◆ TASK TO COMPLETE: Could you carry the article about the Daily Kos post likening George Tiller to a crucified Jesus forward from its final sentence?

It's clear that abortionists think of themselves as saviors of women, but would anyone really dare to suggest that infamous late-term abortionist George Tiller was like.... a crucified Jesus Christ?
Yes. There it was on Daily Kos on Tuesday (albeit republished from the blog RH Reality Check), plainly headlined "Dr. Tiller's Crucifixion and Resurrection," a brazen rant on how Tiller was assassinated by the State because he was too "destabilizing to the oppressive status quo." The author simply uses the pseudonym "Trusting Women." Even as you read it, you can't believe it:
I am drinking my morning coffee. Shortly, I will head to morning service at the Unitarian Church. I wonder what Dr. Tiller's Sunday morning was like, that Sunday one year ago when he was gunned down in his church.
A couple months ago, I had honor of addressing a group of abortion providers. The topic was "Resurrecting Our Moral Center." I do not think it was coincidental that less than a year after Tiller's murder, we were talking about resurrection. God, how much we miss him.

(Point localization data)
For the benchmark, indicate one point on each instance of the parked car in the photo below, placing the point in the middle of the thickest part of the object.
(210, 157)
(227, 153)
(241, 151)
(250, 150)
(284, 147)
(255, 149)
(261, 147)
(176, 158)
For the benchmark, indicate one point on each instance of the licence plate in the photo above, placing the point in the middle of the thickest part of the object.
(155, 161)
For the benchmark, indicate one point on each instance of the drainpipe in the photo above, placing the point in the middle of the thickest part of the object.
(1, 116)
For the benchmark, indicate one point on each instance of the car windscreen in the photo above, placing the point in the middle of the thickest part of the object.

◆ OUTPUT OF THE EXERCISE:
In that talk, I said that I did not think that the abortion providing community's moral center needed to be resurrected. It had never died. I knew it had not died because if it had, the providers who have continued to serve women, the providers who have increased their gestational limits to take the patients St. George would have served, would not have done and continued to do what they do: provide women abortions and, in particular, provide later-term abortions.
After I gave that talk, I was discussing this idea of resurrection with a leading feminist theologian with whom I have been blessed to study. I told her how sad I was that this community of people so clearly grounded in a profound ethic of love and compassion felt that their "moral center" had died, so sad that they could not articulate what I see so vividly: a beaming moral and spiritual core that radiates through the community's service to women.
And then she said to me "but there WAS a crucifixion. Because crucifixion is about the State executing an individual who is too powerful, too destabilizing to the oppressive status quo. If there was a crucifixion, then the community does need a resurrection. The community needs to remember that all that Dr. Tiller was, all he did, DID NOT die in his assassination."
For many of us, particularly those involved in medicine and science, religious (particularly Christian) terms like resurrection, crucifixion, and God make us queasy and for good reason, reasons I will not rehash here. But the fact of the matter was they did not make Tiller queasy. George Tiller had faith....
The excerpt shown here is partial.